> PROMPT: Please pick out and copy in full every line of the listing below that contains the string "reflection". Case counts when matching.

> DATASET RECORDS:
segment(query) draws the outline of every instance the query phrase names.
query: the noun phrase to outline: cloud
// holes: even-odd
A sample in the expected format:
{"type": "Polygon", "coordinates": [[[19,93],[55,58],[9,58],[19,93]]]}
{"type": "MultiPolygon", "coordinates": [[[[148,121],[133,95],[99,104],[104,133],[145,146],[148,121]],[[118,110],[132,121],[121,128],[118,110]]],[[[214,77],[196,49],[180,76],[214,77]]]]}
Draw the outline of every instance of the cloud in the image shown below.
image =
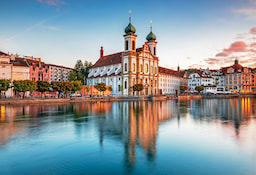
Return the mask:
{"type": "MultiPolygon", "coordinates": [[[[22,36],[22,35],[24,35],[25,33],[30,32],[30,31],[32,31],[32,30],[34,30],[34,29],[36,29],[36,28],[42,26],[42,25],[45,24],[46,22],[48,22],[48,21],[50,21],[50,20],[53,20],[54,18],[60,17],[60,16],[62,16],[62,15],[64,15],[64,14],[65,14],[65,13],[61,13],[61,14],[52,16],[52,17],[50,17],[50,18],[41,20],[41,21],[39,21],[38,23],[36,23],[36,24],[34,24],[34,25],[32,25],[32,26],[26,28],[24,31],[21,31],[21,32],[19,32],[19,33],[14,34],[13,36],[11,36],[11,37],[9,37],[9,38],[4,39],[4,40],[3,40],[3,43],[4,43],[4,42],[11,41],[11,40],[13,40],[13,39],[15,39],[15,38],[17,38],[17,37],[19,37],[19,36],[22,36]]],[[[52,29],[53,29],[53,28],[52,28],[52,29]]]]}
{"type": "Polygon", "coordinates": [[[59,28],[56,26],[42,26],[42,27],[48,30],[56,30],[56,31],[59,30],[59,28]]]}
{"type": "Polygon", "coordinates": [[[250,46],[256,48],[256,43],[251,43],[250,46]]]}
{"type": "Polygon", "coordinates": [[[227,56],[229,56],[230,55],[230,53],[229,52],[220,52],[220,53],[217,53],[216,54],[216,57],[227,57],[227,56]]]}
{"type": "Polygon", "coordinates": [[[37,0],[37,1],[40,2],[41,4],[48,4],[51,6],[55,6],[57,11],[60,10],[60,6],[67,4],[62,0],[37,0]]]}
{"type": "Polygon", "coordinates": [[[62,0],[37,0],[38,2],[42,4],[48,4],[52,6],[60,6],[60,5],[66,5],[67,3],[62,0]]]}
{"type": "Polygon", "coordinates": [[[250,33],[256,35],[256,27],[251,28],[250,33]]]}
{"type": "Polygon", "coordinates": [[[236,41],[231,44],[228,49],[228,52],[244,52],[246,51],[247,44],[244,41],[236,41]]]}
{"type": "Polygon", "coordinates": [[[244,41],[236,41],[232,43],[228,49],[223,49],[222,52],[216,54],[216,57],[227,57],[233,52],[245,52],[248,45],[244,41]]]}
{"type": "Polygon", "coordinates": [[[241,8],[232,10],[241,16],[244,16],[246,20],[255,21],[256,20],[256,8],[241,8]]]}

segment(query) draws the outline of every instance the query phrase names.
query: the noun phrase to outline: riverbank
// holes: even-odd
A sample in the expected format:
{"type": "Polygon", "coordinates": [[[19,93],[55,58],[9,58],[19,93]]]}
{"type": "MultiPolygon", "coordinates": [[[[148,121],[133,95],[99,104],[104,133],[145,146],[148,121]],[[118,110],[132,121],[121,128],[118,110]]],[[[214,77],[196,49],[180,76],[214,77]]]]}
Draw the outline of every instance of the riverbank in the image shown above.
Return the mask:
{"type": "Polygon", "coordinates": [[[190,100],[190,99],[217,99],[217,98],[256,98],[256,95],[180,95],[178,97],[157,96],[118,96],[118,97],[75,97],[75,98],[50,98],[50,99],[1,99],[0,105],[33,105],[33,104],[65,104],[82,102],[114,102],[114,101],[165,101],[165,100],[190,100]]]}

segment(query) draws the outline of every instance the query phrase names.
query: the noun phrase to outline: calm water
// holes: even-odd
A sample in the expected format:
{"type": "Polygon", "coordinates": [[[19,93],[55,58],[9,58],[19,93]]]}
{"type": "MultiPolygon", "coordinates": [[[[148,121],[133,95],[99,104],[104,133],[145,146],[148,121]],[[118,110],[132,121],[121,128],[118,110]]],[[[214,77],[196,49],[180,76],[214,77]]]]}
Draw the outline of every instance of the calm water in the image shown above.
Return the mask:
{"type": "Polygon", "coordinates": [[[0,174],[256,174],[256,99],[1,106],[0,174]]]}

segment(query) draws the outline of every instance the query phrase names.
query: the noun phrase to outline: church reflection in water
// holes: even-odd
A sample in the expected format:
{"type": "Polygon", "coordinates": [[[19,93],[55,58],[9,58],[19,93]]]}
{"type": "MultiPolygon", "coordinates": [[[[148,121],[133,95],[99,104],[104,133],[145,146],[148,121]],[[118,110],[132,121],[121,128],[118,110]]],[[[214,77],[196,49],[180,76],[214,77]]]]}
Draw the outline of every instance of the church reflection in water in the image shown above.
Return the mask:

> EXERCISE SOLUTION:
query: the noun phrase to outline: church reflection in water
Draw the outline of every instance of the church reflection in water in the image shown above.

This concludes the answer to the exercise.